**Brano scelto**
# # #

Silvio Berlusconi non è un altro Mussolini, «ma è un pericolo per l'Italia e un maligno esempio». Lo scrive il Financial Times, uno dei giornali europei più autorevoli, commentando la condizione della politica italiana. Senza timori, senza favori, come recita la massima etica di Ft.

Nei paesi dove l'opinione pubblica è un soggetto forte della dialettica politica, con stampa e televisione che agiscono in un mercato delle idee e delle proprietà, è tornato in prima pagina il caso italiano. Ad allarmare gli osservatori stranieri è un capo del governo che scambia il consenso con il potere di annullare ogni forma di critica. Il rifiuto del presidente del consiglio di rispondere alle domande sul caso Noemi, i suoi tentativi di delegittimare le opposizioni, le demagogiche invenzioni sulla riduzione del numero di parlamentari, gli attacchi forsennati alla magistratura, l'operare sul piano mediatico attraverso «lo svuotamento di un serio contenuto politico dei media, rimpiazzandolo con l'intrattenimento» (Ft), sono le ragioni del severo giudizio internazionale, che accomuna ormai tutte le principali testate del mondo, e che si estende all'inadeguatezza delle forze di opposizione.

# # #

**Elenco dei compiti**
A: Aggiorna la parte del brano tra "Silvio Berlusconi non" e "etica di Ft.", estremi inclusi, mettendo "Times" al posto di "Financial Times".
B: Nel brano, che cosa scrive il Financial Times su Silvio Berlusconi?

# # #

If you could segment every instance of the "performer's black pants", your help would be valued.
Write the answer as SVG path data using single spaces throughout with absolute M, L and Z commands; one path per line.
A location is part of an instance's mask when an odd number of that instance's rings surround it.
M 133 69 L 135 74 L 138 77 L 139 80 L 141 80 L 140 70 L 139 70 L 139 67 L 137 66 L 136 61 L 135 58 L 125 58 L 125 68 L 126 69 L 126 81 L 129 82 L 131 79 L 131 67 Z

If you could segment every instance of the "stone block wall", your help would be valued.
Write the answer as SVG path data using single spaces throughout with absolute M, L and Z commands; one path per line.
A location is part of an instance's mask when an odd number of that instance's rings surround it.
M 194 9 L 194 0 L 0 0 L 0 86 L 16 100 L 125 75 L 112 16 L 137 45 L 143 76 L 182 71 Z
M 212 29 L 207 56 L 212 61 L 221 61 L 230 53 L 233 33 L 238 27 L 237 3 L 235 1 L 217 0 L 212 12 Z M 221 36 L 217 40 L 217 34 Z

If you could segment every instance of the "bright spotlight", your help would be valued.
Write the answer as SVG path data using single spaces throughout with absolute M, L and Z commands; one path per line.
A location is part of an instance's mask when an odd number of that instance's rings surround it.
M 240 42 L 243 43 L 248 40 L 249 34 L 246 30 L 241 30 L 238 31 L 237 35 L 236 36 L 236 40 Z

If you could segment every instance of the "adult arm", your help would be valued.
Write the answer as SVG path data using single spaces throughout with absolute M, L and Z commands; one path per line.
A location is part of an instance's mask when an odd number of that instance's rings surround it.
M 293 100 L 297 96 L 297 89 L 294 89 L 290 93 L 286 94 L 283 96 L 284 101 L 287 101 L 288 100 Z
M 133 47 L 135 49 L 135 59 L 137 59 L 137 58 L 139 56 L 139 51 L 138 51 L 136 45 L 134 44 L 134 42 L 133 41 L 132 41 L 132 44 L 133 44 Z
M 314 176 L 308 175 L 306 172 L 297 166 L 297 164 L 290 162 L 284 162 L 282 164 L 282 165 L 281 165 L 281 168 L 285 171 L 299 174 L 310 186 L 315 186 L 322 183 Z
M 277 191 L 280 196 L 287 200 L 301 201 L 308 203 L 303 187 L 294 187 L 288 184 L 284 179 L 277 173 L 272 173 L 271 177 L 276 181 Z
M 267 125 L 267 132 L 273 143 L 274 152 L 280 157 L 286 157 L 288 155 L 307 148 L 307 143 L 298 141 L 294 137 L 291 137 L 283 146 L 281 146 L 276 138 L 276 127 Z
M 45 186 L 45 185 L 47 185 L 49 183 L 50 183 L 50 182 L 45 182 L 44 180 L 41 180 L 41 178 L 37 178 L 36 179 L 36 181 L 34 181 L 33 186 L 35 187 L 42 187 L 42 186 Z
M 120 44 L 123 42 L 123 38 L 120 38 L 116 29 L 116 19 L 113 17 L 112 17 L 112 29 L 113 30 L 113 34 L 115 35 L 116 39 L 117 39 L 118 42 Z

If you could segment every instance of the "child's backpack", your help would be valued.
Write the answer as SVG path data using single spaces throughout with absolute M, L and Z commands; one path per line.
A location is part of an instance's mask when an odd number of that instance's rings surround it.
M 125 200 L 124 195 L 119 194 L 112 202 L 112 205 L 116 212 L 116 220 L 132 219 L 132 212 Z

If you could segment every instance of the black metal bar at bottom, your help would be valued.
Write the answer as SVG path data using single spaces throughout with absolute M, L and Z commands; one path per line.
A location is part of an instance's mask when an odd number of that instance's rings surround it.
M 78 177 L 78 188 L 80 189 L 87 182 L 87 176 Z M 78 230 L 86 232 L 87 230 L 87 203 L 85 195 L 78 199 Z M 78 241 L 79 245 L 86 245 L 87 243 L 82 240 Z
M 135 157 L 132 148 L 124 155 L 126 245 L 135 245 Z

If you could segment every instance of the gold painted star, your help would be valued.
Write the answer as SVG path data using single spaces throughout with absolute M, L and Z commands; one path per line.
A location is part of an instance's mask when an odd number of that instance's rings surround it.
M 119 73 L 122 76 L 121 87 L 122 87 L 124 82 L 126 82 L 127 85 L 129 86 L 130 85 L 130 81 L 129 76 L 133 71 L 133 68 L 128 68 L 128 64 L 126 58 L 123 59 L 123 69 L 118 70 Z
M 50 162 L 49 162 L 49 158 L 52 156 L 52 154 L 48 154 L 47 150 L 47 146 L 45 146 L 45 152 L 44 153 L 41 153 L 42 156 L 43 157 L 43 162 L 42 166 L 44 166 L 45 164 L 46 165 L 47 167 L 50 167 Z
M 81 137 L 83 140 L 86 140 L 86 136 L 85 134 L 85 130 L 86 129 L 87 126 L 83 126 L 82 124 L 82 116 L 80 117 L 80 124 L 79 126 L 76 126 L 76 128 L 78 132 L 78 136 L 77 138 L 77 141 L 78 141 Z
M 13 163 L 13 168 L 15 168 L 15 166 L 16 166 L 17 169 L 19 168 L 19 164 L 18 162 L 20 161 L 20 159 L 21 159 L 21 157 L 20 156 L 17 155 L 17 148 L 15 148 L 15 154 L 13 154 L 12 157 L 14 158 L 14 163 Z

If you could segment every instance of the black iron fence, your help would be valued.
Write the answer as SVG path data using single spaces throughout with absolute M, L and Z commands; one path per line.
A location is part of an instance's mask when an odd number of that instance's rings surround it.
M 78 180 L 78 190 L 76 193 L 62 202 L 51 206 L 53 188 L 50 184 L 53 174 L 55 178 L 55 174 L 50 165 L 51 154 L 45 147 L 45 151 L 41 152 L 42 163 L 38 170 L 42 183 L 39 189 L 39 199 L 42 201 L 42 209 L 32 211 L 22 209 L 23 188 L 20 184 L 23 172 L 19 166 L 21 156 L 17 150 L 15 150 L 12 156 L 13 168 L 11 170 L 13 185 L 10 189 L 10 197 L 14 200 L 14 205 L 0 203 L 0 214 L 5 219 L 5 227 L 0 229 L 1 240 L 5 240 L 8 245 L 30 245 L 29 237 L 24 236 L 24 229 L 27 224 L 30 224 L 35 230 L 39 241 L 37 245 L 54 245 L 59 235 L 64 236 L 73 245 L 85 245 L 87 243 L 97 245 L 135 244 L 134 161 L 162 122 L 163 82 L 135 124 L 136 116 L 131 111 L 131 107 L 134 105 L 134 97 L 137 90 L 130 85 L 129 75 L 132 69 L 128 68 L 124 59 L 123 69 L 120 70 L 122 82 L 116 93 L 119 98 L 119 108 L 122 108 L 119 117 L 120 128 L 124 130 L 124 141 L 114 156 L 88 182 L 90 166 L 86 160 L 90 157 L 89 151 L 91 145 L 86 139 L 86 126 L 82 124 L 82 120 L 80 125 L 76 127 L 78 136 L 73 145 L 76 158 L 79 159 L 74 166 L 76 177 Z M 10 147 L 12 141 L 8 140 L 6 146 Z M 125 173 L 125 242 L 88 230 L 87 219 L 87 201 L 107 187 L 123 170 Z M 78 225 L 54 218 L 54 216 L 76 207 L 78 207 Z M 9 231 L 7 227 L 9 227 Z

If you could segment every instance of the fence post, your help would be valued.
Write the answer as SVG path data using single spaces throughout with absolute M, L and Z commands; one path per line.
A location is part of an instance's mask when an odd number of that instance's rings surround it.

# # #

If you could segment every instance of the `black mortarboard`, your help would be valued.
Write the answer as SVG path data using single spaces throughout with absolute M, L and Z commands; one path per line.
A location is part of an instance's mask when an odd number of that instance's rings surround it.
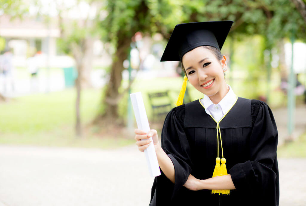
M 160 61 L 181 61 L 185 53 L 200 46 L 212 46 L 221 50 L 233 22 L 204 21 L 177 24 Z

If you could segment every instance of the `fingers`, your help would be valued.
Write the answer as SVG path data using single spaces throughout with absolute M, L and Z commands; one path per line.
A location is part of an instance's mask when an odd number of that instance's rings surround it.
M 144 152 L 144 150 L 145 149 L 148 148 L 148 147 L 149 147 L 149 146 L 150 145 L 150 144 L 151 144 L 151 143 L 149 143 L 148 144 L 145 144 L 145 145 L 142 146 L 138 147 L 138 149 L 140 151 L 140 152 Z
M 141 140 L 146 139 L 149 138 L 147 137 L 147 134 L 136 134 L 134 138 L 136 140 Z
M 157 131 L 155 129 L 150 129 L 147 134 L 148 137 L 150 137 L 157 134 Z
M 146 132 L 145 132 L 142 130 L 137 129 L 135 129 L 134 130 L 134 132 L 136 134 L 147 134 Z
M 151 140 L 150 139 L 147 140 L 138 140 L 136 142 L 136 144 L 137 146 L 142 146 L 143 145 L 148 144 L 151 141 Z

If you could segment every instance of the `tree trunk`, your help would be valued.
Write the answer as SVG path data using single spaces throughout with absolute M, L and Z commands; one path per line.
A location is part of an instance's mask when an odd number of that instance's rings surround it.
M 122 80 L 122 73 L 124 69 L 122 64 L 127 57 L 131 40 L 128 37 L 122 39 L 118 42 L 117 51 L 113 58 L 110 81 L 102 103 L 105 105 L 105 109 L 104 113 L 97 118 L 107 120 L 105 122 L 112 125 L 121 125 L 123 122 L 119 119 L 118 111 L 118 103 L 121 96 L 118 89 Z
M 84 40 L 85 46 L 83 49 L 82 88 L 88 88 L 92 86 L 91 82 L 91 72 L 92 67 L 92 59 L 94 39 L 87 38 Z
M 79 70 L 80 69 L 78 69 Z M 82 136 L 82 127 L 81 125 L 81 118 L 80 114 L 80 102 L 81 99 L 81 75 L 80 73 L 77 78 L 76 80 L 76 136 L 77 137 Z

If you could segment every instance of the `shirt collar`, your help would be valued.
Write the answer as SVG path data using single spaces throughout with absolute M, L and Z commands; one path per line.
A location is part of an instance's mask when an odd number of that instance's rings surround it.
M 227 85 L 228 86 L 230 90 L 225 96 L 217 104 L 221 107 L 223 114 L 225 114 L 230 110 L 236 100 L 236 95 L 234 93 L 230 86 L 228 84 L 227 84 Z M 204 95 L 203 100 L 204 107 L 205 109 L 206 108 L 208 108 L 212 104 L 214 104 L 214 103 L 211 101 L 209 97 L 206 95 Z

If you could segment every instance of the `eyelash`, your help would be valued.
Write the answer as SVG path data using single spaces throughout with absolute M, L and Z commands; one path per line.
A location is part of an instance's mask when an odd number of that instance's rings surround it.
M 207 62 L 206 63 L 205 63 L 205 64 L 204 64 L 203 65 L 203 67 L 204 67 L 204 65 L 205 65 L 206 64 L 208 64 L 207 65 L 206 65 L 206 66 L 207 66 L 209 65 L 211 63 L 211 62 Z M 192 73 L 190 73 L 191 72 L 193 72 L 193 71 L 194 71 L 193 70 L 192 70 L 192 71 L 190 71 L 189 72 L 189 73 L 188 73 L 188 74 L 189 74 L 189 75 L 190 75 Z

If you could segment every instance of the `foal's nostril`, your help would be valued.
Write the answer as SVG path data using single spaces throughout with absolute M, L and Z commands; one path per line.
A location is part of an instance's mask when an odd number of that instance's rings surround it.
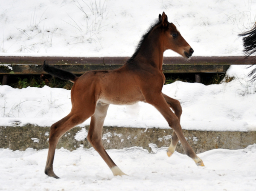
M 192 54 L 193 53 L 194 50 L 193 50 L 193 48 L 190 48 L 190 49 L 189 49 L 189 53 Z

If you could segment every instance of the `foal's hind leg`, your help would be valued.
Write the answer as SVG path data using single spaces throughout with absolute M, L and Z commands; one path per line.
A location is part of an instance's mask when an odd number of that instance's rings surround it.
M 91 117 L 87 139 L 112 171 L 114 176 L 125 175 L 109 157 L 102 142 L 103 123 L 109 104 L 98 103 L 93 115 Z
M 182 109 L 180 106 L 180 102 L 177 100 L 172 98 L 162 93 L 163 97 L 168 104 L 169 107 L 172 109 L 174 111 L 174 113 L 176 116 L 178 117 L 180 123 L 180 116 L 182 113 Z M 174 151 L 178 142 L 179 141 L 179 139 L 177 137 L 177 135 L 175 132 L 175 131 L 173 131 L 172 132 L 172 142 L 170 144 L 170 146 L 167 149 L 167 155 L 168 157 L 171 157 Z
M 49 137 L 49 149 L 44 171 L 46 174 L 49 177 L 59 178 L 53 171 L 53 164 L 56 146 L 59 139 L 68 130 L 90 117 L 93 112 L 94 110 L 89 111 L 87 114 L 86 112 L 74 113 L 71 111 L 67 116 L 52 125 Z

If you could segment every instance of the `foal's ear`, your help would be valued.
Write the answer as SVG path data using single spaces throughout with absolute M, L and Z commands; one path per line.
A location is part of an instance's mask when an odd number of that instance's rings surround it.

# # #

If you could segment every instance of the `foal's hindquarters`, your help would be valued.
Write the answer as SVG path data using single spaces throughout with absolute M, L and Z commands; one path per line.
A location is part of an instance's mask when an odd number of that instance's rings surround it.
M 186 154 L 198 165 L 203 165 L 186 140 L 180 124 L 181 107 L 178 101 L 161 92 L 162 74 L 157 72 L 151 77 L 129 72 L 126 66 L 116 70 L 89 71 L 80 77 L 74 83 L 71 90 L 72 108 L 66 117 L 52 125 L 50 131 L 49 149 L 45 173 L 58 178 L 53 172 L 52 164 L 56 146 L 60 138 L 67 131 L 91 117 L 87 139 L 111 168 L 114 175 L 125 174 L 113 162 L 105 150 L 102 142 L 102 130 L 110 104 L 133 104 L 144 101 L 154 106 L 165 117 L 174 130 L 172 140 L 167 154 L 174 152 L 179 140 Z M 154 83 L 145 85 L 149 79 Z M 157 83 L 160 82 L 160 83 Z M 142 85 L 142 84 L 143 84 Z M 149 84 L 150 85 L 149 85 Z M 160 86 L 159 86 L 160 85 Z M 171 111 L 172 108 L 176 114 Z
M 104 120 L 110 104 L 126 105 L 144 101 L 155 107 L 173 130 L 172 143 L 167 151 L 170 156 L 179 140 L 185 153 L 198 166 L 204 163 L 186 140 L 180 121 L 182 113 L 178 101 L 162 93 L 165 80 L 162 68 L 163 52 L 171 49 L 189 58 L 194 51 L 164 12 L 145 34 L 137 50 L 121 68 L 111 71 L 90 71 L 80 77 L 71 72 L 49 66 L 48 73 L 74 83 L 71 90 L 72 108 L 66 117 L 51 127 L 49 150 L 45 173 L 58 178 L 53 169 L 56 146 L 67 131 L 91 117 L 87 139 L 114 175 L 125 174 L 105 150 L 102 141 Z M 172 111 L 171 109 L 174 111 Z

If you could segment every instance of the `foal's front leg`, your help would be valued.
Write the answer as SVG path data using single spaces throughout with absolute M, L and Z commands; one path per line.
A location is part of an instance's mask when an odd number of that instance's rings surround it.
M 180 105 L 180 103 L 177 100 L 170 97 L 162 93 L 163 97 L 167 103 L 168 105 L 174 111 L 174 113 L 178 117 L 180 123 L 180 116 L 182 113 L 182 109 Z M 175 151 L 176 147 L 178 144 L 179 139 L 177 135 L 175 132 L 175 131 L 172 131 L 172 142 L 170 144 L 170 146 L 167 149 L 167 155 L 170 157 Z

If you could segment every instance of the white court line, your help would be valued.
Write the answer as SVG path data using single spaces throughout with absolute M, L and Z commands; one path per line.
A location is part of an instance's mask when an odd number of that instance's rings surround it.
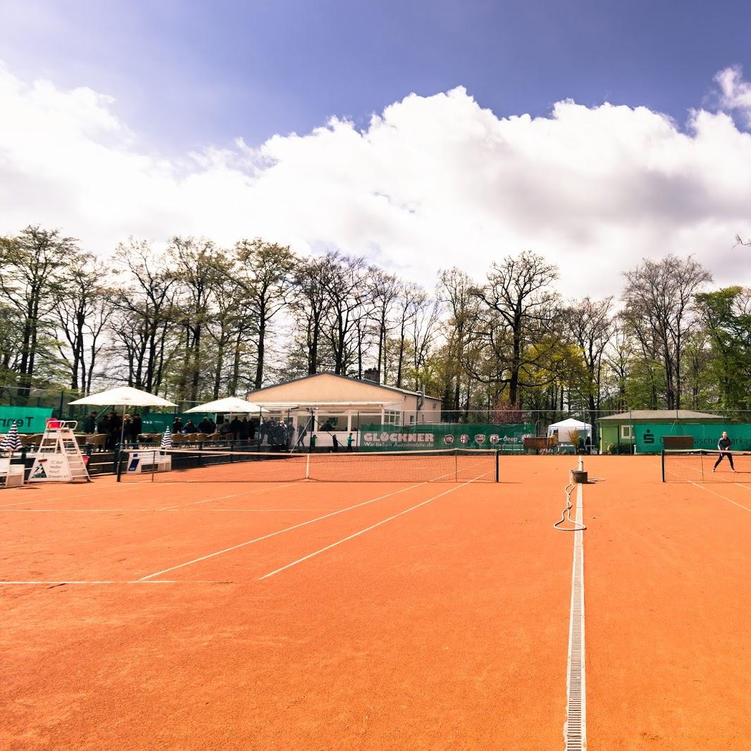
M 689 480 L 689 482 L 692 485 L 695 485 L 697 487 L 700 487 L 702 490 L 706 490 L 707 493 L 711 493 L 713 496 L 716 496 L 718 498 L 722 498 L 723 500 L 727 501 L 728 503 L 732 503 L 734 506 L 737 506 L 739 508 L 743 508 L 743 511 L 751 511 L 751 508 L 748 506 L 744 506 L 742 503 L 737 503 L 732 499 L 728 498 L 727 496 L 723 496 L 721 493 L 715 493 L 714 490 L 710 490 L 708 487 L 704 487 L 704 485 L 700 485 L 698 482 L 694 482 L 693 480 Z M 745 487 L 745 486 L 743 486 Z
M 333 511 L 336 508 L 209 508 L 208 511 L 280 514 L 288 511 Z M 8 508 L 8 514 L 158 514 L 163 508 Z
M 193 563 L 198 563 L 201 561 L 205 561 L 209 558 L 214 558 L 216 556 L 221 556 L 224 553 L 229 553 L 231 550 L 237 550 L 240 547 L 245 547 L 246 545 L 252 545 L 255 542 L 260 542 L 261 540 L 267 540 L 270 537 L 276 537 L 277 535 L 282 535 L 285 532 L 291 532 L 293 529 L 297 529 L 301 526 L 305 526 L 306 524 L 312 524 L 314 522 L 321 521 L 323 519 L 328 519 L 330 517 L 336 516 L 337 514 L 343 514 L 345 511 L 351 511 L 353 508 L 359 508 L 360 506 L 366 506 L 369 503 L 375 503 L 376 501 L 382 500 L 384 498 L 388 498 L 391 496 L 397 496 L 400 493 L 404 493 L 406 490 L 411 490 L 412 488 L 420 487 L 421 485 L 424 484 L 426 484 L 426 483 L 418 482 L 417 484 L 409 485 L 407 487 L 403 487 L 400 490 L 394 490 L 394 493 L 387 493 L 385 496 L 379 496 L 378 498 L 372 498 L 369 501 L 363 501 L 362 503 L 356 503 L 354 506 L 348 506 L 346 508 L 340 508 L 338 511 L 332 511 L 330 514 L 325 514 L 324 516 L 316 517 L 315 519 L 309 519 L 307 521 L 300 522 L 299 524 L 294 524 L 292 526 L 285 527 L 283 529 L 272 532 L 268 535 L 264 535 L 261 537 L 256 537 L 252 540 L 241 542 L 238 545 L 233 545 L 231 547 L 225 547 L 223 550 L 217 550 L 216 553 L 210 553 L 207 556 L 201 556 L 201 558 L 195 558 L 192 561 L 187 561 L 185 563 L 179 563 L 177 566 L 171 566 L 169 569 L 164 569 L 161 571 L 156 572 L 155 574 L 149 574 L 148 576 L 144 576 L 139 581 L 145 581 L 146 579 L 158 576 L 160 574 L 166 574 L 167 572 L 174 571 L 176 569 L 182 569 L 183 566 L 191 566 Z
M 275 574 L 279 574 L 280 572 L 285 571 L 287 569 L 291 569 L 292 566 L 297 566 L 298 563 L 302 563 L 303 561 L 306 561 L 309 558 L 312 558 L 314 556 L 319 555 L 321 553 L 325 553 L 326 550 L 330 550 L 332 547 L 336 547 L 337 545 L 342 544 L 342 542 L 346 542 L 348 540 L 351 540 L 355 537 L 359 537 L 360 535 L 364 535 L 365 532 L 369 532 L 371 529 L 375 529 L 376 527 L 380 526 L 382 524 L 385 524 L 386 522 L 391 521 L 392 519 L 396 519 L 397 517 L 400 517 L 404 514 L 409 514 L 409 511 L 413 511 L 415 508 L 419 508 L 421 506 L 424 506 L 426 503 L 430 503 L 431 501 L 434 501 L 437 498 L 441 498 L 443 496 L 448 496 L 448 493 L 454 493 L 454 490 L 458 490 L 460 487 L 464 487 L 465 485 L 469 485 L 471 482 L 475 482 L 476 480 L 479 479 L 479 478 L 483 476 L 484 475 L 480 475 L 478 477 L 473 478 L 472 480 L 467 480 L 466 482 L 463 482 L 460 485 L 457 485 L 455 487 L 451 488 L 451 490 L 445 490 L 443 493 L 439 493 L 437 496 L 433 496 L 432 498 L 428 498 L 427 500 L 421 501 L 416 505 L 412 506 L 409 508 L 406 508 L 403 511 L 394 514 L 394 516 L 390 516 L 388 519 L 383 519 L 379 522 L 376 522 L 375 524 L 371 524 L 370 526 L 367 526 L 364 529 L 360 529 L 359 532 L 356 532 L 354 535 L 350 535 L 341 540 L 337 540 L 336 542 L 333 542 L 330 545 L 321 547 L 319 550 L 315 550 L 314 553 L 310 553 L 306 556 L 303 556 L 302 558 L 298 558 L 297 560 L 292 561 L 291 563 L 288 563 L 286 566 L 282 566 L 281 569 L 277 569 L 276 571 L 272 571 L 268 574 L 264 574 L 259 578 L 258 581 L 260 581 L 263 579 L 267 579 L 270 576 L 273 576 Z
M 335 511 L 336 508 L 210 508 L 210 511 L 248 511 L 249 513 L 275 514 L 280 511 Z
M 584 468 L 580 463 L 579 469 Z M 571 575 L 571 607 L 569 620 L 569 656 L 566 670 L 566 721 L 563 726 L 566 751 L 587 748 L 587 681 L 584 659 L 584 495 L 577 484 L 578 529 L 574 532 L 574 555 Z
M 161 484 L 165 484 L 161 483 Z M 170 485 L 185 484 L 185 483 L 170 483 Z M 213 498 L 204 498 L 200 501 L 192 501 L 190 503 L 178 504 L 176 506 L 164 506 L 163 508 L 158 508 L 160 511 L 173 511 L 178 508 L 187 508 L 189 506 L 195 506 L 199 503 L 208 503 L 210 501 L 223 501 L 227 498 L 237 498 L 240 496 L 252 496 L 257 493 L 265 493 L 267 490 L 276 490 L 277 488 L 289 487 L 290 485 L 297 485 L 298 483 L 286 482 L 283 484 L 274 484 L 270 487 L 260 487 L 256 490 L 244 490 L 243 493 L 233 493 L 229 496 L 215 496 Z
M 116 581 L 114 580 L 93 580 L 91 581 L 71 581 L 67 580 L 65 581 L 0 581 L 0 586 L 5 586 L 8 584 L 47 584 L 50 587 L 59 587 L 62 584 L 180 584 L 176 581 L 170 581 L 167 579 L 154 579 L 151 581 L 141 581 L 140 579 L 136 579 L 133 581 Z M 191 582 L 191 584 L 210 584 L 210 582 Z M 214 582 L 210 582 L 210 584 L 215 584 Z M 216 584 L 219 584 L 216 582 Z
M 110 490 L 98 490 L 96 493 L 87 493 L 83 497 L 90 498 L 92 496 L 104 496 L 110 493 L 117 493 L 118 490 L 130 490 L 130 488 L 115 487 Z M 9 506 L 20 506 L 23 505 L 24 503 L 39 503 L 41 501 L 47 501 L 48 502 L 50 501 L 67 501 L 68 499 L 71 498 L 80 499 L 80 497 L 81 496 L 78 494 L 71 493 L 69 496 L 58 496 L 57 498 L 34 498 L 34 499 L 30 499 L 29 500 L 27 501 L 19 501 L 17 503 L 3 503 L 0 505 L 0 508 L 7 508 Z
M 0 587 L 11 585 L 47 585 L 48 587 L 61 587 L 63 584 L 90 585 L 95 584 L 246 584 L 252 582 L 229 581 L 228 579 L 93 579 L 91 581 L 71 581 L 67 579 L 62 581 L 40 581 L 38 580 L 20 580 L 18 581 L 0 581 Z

# # #

**Soluzioni**
A:
Silvio Berlusconi non è un altro Mussolini, «ma è un pericolo per l'Italia e un maligno esempio». Lo scrive il Times, uno dei giornali europei più autorevoli, commentando la condizione della politica italiana. Senza timori, senza favori, come recita la massima etica di Ft.

B: Che non è un altro Mussolini, ma è un pericolo per l'Italia e un maligno esempio.